▶ **TASK DIRECTIONS**: Using the data below, return all lines in which "fluorescent" appears.

━━━ DATA FOR REVIEW

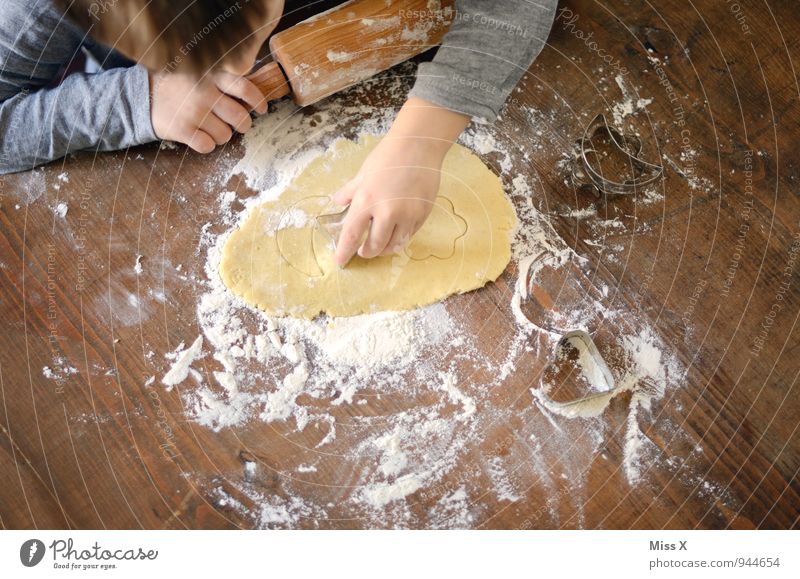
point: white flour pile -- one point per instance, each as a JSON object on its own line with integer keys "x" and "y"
{"x": 265, "y": 369}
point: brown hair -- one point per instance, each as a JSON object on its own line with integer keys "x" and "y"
{"x": 192, "y": 35}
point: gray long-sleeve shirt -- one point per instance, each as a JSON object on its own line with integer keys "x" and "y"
{"x": 38, "y": 123}
{"x": 490, "y": 45}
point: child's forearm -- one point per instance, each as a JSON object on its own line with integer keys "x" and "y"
{"x": 488, "y": 48}
{"x": 428, "y": 126}
{"x": 102, "y": 112}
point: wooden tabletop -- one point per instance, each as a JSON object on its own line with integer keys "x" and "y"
{"x": 86, "y": 444}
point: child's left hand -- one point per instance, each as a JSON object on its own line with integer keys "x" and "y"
{"x": 392, "y": 195}
{"x": 396, "y": 187}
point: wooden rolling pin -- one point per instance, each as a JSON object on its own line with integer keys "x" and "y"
{"x": 350, "y": 43}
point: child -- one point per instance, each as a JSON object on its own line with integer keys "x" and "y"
{"x": 189, "y": 86}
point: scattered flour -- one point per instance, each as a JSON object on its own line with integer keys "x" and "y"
{"x": 183, "y": 360}
{"x": 61, "y": 210}
{"x": 322, "y": 377}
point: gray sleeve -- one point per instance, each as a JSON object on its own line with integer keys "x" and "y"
{"x": 490, "y": 45}
{"x": 40, "y": 122}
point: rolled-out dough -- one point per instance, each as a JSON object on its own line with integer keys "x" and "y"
{"x": 281, "y": 259}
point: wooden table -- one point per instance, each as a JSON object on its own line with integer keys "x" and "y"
{"x": 94, "y": 447}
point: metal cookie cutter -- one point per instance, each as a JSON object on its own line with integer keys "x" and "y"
{"x": 550, "y": 290}
{"x": 602, "y": 380}
{"x": 584, "y": 174}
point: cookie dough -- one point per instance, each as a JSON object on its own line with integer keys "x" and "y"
{"x": 281, "y": 259}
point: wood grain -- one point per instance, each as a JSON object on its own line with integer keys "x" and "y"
{"x": 95, "y": 448}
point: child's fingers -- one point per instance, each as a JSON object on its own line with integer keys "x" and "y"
{"x": 355, "y": 223}
{"x": 218, "y": 130}
{"x": 201, "y": 142}
{"x": 244, "y": 90}
{"x": 231, "y": 112}
{"x": 380, "y": 232}
{"x": 345, "y": 195}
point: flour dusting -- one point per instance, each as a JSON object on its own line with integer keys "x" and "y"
{"x": 394, "y": 405}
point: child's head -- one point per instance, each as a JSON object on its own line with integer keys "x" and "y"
{"x": 186, "y": 35}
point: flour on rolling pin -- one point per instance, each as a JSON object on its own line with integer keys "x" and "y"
{"x": 348, "y": 44}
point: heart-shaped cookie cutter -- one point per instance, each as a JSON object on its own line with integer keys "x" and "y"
{"x": 584, "y": 174}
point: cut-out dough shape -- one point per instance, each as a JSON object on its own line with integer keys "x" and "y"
{"x": 440, "y": 233}
{"x": 465, "y": 243}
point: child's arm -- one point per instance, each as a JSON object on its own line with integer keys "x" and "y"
{"x": 105, "y": 111}
{"x": 489, "y": 47}
{"x": 111, "y": 110}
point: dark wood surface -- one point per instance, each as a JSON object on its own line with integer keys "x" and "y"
{"x": 86, "y": 450}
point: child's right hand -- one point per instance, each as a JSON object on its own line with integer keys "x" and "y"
{"x": 202, "y": 113}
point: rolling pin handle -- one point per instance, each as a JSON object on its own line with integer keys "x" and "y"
{"x": 271, "y": 81}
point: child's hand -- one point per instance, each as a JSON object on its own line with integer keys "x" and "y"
{"x": 392, "y": 195}
{"x": 203, "y": 113}
{"x": 396, "y": 187}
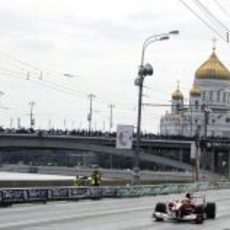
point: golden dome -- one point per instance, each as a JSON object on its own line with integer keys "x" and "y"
{"x": 177, "y": 95}
{"x": 213, "y": 69}
{"x": 195, "y": 91}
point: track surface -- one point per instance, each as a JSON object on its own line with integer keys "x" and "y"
{"x": 112, "y": 214}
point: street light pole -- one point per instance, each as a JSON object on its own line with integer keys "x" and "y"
{"x": 144, "y": 70}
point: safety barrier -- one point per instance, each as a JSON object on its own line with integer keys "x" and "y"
{"x": 10, "y": 196}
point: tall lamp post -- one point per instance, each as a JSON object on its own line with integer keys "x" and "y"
{"x": 143, "y": 71}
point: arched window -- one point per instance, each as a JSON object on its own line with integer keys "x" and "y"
{"x": 218, "y": 96}
{"x": 203, "y": 95}
{"x": 210, "y": 96}
{"x": 224, "y": 97}
{"x": 196, "y": 104}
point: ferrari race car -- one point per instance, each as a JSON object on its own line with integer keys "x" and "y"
{"x": 191, "y": 208}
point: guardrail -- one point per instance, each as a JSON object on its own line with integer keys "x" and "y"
{"x": 10, "y": 196}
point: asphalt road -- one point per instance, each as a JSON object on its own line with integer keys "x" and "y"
{"x": 108, "y": 214}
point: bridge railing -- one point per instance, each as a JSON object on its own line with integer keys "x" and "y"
{"x": 10, "y": 196}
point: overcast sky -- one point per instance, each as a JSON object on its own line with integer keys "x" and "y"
{"x": 99, "y": 43}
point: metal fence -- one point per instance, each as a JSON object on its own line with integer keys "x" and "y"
{"x": 10, "y": 196}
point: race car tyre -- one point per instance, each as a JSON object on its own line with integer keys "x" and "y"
{"x": 210, "y": 210}
{"x": 199, "y": 211}
{"x": 160, "y": 207}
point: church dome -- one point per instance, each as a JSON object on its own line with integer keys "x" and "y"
{"x": 195, "y": 91}
{"x": 177, "y": 95}
{"x": 213, "y": 69}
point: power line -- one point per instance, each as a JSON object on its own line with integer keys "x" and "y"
{"x": 222, "y": 8}
{"x": 200, "y": 18}
{"x": 210, "y": 14}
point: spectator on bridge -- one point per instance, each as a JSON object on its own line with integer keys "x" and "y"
{"x": 96, "y": 178}
{"x": 77, "y": 181}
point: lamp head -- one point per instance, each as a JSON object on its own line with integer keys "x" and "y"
{"x": 174, "y": 32}
{"x": 164, "y": 38}
{"x": 148, "y": 70}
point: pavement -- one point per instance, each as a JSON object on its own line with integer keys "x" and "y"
{"x": 112, "y": 214}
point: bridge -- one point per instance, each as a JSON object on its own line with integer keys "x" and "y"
{"x": 152, "y": 149}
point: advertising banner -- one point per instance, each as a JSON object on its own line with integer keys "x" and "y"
{"x": 124, "y": 137}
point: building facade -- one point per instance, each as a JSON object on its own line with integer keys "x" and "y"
{"x": 208, "y": 110}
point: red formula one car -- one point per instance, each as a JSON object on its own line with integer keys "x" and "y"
{"x": 191, "y": 208}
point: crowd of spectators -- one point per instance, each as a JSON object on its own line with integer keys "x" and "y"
{"x": 99, "y": 133}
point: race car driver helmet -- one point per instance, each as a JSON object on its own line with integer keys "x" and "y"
{"x": 188, "y": 195}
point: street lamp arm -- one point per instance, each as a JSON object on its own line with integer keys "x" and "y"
{"x": 149, "y": 41}
{"x": 157, "y": 36}
{"x": 145, "y": 44}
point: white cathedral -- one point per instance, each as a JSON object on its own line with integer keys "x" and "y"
{"x": 208, "y": 110}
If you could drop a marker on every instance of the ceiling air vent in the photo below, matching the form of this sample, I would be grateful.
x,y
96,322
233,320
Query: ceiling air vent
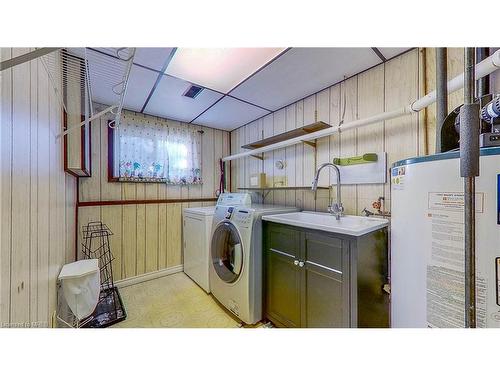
x,y
193,91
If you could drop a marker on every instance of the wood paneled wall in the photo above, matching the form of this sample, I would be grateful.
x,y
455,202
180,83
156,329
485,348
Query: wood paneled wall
x,y
383,88
37,203
147,237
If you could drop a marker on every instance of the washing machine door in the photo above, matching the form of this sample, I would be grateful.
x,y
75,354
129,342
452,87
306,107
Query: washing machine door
x,y
227,252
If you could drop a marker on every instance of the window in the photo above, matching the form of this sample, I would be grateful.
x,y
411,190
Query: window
x,y
156,152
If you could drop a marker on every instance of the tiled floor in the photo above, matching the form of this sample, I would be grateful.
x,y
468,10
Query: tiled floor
x,y
172,301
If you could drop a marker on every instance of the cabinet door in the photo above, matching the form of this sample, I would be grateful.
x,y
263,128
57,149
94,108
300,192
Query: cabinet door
x,y
283,276
325,296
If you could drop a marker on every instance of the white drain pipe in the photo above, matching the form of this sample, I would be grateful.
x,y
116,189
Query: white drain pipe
x,y
484,68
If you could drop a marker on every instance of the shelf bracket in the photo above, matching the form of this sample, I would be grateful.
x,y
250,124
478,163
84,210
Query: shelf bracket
x,y
309,143
260,157
26,57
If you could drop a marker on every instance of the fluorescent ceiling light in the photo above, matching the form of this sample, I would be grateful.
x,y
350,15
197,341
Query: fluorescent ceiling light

━━━━━━

▶ **RESULT**:
If you could drop a marker on every instance of the fluorescent ceiling light in the photo above, matching the form of this sample, I would be grateful.
Query: fluorescent ceiling light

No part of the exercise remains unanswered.